**EXERCISE TASKS**
1/ Answer these about the cauliflower rice recipe:
(a) How many cups of cauliflower rice does the recipe call for?
(b) At which store did the writer first come across cauliflower rice?
(c) Which dish does the writer most often enjoy this side with?
2/ Pick up the cauliflower rice recipe right after its last sentence and keep writing it.

Cilantro has quickly become one of my favorite herbs for Autoimmune Protocol. Whenever I eat out despite the high charge I do try to add it to my dish for an added flavor element. Growing up I never really had anything with Cilantro and I am glad to be enjoying it now. There are so many things you can do with Cilantro and I look forward to brainstorming the possibilities and incorporating it into more dishes in the future.
Medium Pan with Lid
4 cups Cauliflower Rice
2 tbsp. Fresh or Freeze-dried Cilantro
2 tbsp. Organic Olive Oil
1 tsp Himalayan Pink Salt
1) Pour 1 tbsp. Organic Olive Oil in the pan, set to medium heat.
2) Place Cauliflower Rice in the pan.
3) Pour 1 tbsp. Organic Olive Oil in the pan and add Cilantro
4) Cover and cook for 4-5 minutes.
5) Add Himalayan Pink Salt, stir and cover, cook for 4-5 minutes. Serve.
Cauliflower rice adds to the bulk of the meal to make any meal even more filling. Though the recipe is simple, it is certainly versatile to go with any meat or fish entree.
My first encounter with Cauliflower Rice was at Trader Joes, where they had decent sized bags filled with them. Later I learned that Cauliflower rice could be made at home, but using the attachments with food processors can be a pain to clean.
More often there is Cauliflower rice that can be found on the shelves of your local supermarket. Not just Cauliflower is being riced now, there is also Sweet Potato, Butternut, Broccoli “Rice” and more. However none can fully compare to Cauliflower though. Perhaps it is the coloring that is so very reminiscent of rice, and the flakiness that edges each fragment of floret.
As stated previously, I have found Cauliflower Rice at Trader Joes, as well as Whole Foods, Kroger, Walmart, Fresh Market, and other local markets. Many have the riced Cauliflower available as fresh, however there is an increasing availability of the product in the frozen section.
In my experience both the fresh and frozen Cauliflower Rice are enjoyable even though they may vary in slight differences of texture. The lightness of this Autoimmune Protocol compliant rice never compromises through whatever branding differences may be present.
Personally this side is often enjoyed bes with my AIP Flounder With Lemon Broth as depicted:
The seasonings are essential as well and should not be overlooked.
While Cauliflower retains its’ own internal water that escapes when cooking to soften the pieces, the Olive Oil absorbs that hydration to add the light taste to the dish.
Olive Oil is used often for my dishes that do not require an extensive amount of heat. As this side is a light dish which can be enjoyed both hot and cooled, the olive oil flavor does not diminish the overall taste despite the increase or decrease of temperature.
Pink Himalayan Salt was chosen based on its’ essential flavor contribution as well. In case you did not know, due to the fineness of the salt granules from Pink Himalayan Salt, it covers well over whatever food it is seasoning. The greater the coverage, the added saltiness to the dish.
Though it was not my goal to make this dish salty, the added note of it being put in “to taste” instructed for the recipe of this dish should not compromise that intention.
Even if someone were to heavily douse the rice with Pink Himalayan Salt, which I do not in any way recommend, the other elements of Olive Oil as well as the Cilantro should offset the excessive sodium unless they are truly overwhelmed.

**DATA LINES**
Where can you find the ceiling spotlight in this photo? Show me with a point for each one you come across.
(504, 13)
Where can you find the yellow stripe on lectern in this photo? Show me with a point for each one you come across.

**ANSWERS TO THE EXERCISE**
1/
(a) 4 cups.
(b) Trader Joes.
(c) AIP Flounder With Lemon Broth.

2/
My favorite element is the Cilantro, a wonder herb that I personally find is best preserved through the freeze drying process. When a freeze dried herb is cooked, the moisture revives the leaves in an efficient way without misshaping.
Oftentimes dried herbs are tough to eat, especially in my case due to sensitive teeth, however that is not the case with the freeze dried herbs. The shelf life of freeze dried herbs are comparable to the traditionally dried ones, however one is sure to utilize this herb more frequently as it it the next best thing to fresh.
Not to completely knock traditionally dried ingredients, but if one must opt for a dried herb or seasoning, freeze dried is the better option flavor wise. If you ask any well renowned chef they will insist on the use of fresh ingredients, due to their trained palates being able to distinguish the difference, however that gap narrows upon using freeze dried ingredients for previous stated reasons.
Shape is a crucial element to the texture and overall enjoyment of any dish. If the ingredients are inedible to the tongue through dysfunctional mastication then the food will be less than satisfactory.
It saddens me to see the dwindling selection of the LITEHOUSE brand of freeze dried herbs on the shelves of my local stores.
The herbs that they carry in vast amount are herbs that I seldom use such as Chives, Guacamole, or Parsley, which they never seem to sell. As you may have heard before, my easy favorites by this brand are freeze dried Cilantro and Oregano, the most often use seasonings in my repertoire of recipes.
Only one pure herb is missing that I wish that they carried, which is Rosemary, but that is included in their Poultry Herb Blend.
Though there is a wish to have more options, I will be remiss to no longer find any of such herbs on the brand vacant in my stores.
Fear not! They are available on Amazon!
Amazon has a wide selection of available freeze dried herbs for the only brand that I have known. tried, and recommended. It is unfortunate that few people know about this product, because it certainly is a wonderful item in my book.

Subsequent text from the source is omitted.